Exercise requirements :: Write out the part of the forum thread below word for word, beginning at "I hope everything" and stopping after "that they do.".

Page excerpt ::
== Segment start ==

Arias, I can understand your position, for even I have been there. My almost-like-a-brother-very-good-friend fell pray to these drugs and stuff. Even I tried in vain to help him out. The fact is, if that person doesn't want to be helped, you can do nothing.

In the end, all turned out well and he saw his follies on his own. Although he still smokes and drinks, it is a lot more controlled.

Now, to come to your situation... Try showing her the various diagrams of f**ked up brains that the usual narcotics programmes show. Tell her that this is what her brain would become if she doesn't control herself. Most of the times, it works. If not, I would suggest doing what Tim said. One can help a person only to a certain extent. After that, he/she's on her own.

I hope everything works out for you...

And btw, kudos for choosing the right path and not following the 'others' into the abyss... worshippy.gif It takes a lot of will power to not succumb to peer pressure.

smile.gif

BeaStKid
rknapp
Sounds like my best friend. Before his girlfriend broke up with him he was totally straight edge (no drugs, no alcohol, no sex) and wasn't going to have sex until after marriage. She broke up with him shortly after his 21st birthday, citing lack of attention to her as the reason even though he spent every day with her and every penny he had on her. Since then he parties, he gets drunk, he gets high, he smokes cigarettes, he nails multiple women per week, and it's because I couldn't be there to console him when it happened because we were both away at our respective schools. He does this because his roommates were there and these are the things that they do.

He's also highly religious and homophobic so I'm disinclined to help him. I feel bad for his poor mother though because shes a very sweet lady.
AFriendlyFace
hug.gif

Sorry Lavie, I can't really add much to what the others have said although I do agree with them sad.gif

I think all you can really do is let her know that you'll be there for her if/when she needs you and unfortunately after that you just have to let her make her own decisions sad.gif

QUOTE (rknapp @ July 30 2008, 01:42 PM) *
Since then he parties, he gets drunk, he gets high, he smokes cigarettes, he nails multiple women per week, and it's because I couldn't be there to console him when it happened because we were both away at our respective schools.

It is absolutely not your fault, Robbie! Parish the thought immediately! He's an adult and he can make his own decisions, and you're not expected to hold his hand every moment of his life. I know where you're coming from because I've felt that way with friends before myself, but I don't think you're to blame at all!
rknapp
QUOTE (AFriendlyFace @ July 31 2008, 03:05 PM) *
It is absolutely not your fault, Robbie! Parish the thought immediately! He's an adult and he can make his own decisions, and you're not expected to hold his hand every moment of his life. I know where you're coming from because I've felt that way with friends before myself, but I don't think you're to blame at all!

That IS the reason that it all happened though. He fell into the wrong crowd when he was at his weakest. I don't blame myself at all though. I'm actually kind of happy that it happened because now I can come out on facebook and not give a rat's ass what he thinks.
ARIAS21229
Thanx guys to all of you! i apretiate you help so much, but well em and her ended it, were nto frinds anymore. were better off seprit.

it was better for everyone.

you guys think i made the right choice?

== Segment end ==

Saved data entries:
== Segment start ==

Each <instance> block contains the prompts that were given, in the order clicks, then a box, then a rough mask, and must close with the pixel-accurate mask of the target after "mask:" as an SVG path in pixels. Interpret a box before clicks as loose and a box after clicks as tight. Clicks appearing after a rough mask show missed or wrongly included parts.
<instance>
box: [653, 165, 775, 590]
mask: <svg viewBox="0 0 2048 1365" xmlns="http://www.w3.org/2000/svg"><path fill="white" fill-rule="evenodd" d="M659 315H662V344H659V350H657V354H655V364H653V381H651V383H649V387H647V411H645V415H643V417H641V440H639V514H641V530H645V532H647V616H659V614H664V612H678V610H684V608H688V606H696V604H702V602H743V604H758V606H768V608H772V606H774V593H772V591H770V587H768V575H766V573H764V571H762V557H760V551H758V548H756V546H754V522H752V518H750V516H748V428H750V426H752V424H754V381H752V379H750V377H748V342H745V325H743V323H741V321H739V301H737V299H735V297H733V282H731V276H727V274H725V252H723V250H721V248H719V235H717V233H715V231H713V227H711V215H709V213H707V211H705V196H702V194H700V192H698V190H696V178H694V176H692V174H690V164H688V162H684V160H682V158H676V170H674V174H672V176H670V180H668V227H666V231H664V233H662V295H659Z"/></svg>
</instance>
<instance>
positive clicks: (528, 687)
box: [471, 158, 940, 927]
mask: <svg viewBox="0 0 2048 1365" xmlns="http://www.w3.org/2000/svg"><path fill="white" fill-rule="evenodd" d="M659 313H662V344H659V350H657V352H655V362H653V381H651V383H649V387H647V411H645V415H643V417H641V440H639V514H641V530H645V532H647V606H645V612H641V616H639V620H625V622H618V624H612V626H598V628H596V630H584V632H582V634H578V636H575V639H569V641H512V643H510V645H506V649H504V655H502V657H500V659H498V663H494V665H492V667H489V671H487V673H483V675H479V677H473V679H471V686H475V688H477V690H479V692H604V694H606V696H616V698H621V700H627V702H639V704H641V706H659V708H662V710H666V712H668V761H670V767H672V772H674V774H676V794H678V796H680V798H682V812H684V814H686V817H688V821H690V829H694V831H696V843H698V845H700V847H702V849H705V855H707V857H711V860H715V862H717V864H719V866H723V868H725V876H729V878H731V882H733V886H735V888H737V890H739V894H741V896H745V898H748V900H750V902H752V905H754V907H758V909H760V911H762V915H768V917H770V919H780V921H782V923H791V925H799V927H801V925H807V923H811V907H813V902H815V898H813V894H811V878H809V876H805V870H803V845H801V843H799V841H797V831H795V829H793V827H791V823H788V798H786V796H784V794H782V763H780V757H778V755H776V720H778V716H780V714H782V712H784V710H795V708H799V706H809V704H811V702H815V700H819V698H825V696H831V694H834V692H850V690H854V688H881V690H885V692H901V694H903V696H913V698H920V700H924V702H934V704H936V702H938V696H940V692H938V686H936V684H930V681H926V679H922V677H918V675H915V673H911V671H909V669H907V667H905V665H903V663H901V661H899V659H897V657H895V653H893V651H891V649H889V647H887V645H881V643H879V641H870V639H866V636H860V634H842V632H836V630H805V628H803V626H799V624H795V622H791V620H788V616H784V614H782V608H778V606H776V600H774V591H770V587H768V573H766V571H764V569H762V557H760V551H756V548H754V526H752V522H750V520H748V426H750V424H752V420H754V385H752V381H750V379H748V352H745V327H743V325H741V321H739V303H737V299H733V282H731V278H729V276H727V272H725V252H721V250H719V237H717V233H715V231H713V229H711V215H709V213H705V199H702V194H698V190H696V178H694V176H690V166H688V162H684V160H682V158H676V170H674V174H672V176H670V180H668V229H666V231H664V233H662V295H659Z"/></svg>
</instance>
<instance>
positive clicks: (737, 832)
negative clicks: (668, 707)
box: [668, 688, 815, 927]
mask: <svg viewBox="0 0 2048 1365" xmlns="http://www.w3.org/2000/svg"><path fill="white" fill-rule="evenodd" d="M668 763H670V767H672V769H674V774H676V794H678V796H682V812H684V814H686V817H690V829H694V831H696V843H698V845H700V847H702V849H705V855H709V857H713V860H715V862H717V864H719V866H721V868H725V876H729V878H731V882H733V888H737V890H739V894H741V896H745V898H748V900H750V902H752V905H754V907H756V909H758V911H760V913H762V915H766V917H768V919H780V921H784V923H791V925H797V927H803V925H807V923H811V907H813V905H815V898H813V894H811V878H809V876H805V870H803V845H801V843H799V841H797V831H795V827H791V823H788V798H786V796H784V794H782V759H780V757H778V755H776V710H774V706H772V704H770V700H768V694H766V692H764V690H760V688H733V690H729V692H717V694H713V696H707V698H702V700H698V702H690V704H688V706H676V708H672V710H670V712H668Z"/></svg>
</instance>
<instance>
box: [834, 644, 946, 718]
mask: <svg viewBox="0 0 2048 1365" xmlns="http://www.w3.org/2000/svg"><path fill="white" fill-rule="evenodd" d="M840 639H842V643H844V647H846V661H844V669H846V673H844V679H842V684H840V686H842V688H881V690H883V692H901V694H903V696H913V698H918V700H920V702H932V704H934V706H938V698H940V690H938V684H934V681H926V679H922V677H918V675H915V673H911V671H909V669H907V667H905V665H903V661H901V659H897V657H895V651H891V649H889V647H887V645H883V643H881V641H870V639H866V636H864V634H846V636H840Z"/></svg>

== Segment end ==

Written answer ::
I hope everything works out for you...

And btw, kudos for choosing the right path and not following the 'others' into the abyss... worshippy.gif It takes a lot of will power to not succumb to peer pressure.

smile.gif

BeaStKid
rknapp
Sounds like my best friend. Before his girlfriend broke up with him he was totally straight edge (no drugs, no alcohol, no sex) and wasn't going to have sex until after marriage. She broke up with him shortly after his 21st birthday, citing lack of attention to her as the reason even though he spent every day with her and every penny he had on her. Since then he parties, he gets drunk, he gets high, he smokes cigarettes, he nails multiple women per week, and it's because I couldn't be there to console him when it happened because we were both away at our respective schools. He does this because his roommates were there and these are the things that they do.